**What the exercise asks**
All of the data below is to be printed again exactly.

-------- Records shown

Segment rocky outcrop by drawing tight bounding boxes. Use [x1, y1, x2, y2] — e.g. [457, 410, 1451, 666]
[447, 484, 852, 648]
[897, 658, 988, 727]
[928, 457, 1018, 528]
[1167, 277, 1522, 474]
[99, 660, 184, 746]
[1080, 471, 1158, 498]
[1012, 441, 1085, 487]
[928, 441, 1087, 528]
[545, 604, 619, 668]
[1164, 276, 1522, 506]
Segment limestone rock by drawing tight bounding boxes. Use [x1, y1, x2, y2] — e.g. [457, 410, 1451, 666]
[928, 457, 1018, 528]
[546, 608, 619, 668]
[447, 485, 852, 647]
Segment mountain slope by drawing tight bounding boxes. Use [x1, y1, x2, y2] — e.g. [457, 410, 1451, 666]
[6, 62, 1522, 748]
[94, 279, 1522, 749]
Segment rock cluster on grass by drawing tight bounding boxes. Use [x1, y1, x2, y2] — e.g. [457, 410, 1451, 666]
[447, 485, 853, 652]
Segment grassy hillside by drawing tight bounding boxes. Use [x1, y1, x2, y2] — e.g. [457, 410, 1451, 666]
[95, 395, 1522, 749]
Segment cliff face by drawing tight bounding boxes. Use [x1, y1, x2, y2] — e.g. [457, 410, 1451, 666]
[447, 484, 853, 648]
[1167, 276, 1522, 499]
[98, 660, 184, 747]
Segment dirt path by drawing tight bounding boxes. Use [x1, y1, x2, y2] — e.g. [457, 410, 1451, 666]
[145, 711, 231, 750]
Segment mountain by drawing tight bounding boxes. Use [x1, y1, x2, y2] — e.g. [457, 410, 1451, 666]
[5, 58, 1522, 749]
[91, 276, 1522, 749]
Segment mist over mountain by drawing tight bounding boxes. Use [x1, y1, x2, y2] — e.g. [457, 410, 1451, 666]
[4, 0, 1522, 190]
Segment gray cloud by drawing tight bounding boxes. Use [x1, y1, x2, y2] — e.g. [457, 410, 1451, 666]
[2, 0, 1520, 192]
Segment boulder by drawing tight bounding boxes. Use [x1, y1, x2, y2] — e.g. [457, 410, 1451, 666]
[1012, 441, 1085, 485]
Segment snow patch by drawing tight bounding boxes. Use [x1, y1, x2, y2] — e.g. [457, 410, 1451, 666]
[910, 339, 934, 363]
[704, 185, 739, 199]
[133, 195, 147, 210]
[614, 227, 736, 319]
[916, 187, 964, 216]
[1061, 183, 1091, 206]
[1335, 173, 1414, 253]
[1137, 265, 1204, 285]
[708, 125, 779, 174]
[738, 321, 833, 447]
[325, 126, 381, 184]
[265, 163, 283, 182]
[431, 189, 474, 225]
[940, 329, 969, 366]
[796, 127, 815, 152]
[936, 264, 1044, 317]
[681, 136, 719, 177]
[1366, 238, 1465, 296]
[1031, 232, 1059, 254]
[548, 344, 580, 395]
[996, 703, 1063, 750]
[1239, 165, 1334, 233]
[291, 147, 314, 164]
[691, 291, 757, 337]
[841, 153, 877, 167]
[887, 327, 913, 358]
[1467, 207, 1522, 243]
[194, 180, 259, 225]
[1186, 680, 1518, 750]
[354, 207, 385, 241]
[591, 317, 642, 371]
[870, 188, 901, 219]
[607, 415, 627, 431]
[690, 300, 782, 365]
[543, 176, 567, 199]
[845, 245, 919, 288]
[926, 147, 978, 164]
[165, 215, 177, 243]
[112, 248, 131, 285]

----------------

**Reply to the task**
Segment rocky outcrop by drawing tight bounding boxes. Use [x1, y1, x2, y2] — e.g. [457, 410, 1451, 666]
[447, 484, 852, 648]
[897, 658, 988, 727]
[928, 457, 1018, 528]
[1167, 277, 1522, 474]
[99, 660, 184, 746]
[1080, 471, 1158, 498]
[1012, 441, 1085, 487]
[928, 441, 1087, 528]
[545, 604, 619, 668]
[1164, 276, 1522, 506]
Segment limestone rock by drawing tight bounding boxes. Use [x1, y1, x2, y2] — e.g. [457, 410, 1451, 666]
[928, 457, 1018, 528]
[546, 608, 619, 668]
[447, 485, 852, 647]
Segment mountain slope by drawing tight bounding boxes. Use [x1, y1, x2, y2] — e.g. [457, 410, 1451, 666]
[6, 62, 1522, 748]
[94, 279, 1522, 749]
Segment rock cluster on grass by drawing tight bounding boxes. Use [x1, y1, x2, y2] — e.g. [457, 410, 1451, 666]
[447, 485, 853, 652]
Segment grassy hillside by drawing tight bounding boxes. Use [x1, y1, x2, y2] — e.g. [457, 410, 1451, 666]
[95, 395, 1522, 749]
Segment cliff face by drawing tight bounding boxes. Use [x1, y1, x2, y2] — e.g. [457, 410, 1451, 666]
[447, 484, 853, 648]
[1167, 276, 1522, 499]
[98, 660, 184, 747]
Segment dirt path by drawing tight bounding boxes. Use [x1, y1, x2, y2] — e.g. [457, 410, 1451, 666]
[145, 711, 231, 750]
Segment mountain by drawing tight bounding boxes. Use [x1, y1, x2, y2] — e.g. [457, 410, 1451, 666]
[5, 58, 1522, 749]
[91, 276, 1522, 749]
Segment mist over mountain by drawing tight bounding boxes. Use [x1, y1, x2, y2] — e.g. [457, 410, 1451, 666]
[4, 0, 1522, 190]
Segment gray cloud by drawing tight bounding boxes. Use [x1, y1, x2, y2] — e.g. [457, 410, 1451, 666]
[2, 0, 1520, 192]
Segment boulder by drawing tight bounding boxes. Use [x1, y1, x2, y2] — e.g. [457, 410, 1451, 666]
[1012, 441, 1085, 485]
Segment snow patch by drawing tight bounding boxes. Use [x1, y1, x2, y2] — e.g. [457, 410, 1451, 666]
[910, 339, 934, 363]
[704, 185, 739, 199]
[133, 195, 147, 210]
[614, 227, 736, 319]
[916, 187, 964, 216]
[1061, 183, 1091, 206]
[1335, 173, 1414, 253]
[1137, 265, 1204, 285]
[708, 125, 779, 174]
[738, 321, 833, 447]
[325, 126, 381, 184]
[265, 163, 283, 182]
[431, 189, 474, 225]
[940, 329, 969, 366]
[796, 127, 815, 152]
[936, 264, 1044, 317]
[681, 136, 719, 177]
[1366, 238, 1465, 296]
[1031, 232, 1059, 254]
[548, 344, 580, 395]
[996, 703, 1063, 750]
[1239, 165, 1334, 233]
[291, 147, 314, 164]
[691, 291, 757, 337]
[841, 153, 877, 167]
[887, 327, 913, 358]
[1467, 207, 1522, 243]
[194, 180, 259, 225]
[1186, 680, 1518, 750]
[354, 207, 385, 241]
[591, 317, 642, 371]
[870, 188, 901, 219]
[607, 415, 627, 431]
[690, 300, 782, 365]
[543, 176, 567, 199]
[845, 245, 919, 288]
[926, 147, 978, 164]
[165, 215, 177, 243]
[112, 248, 131, 285]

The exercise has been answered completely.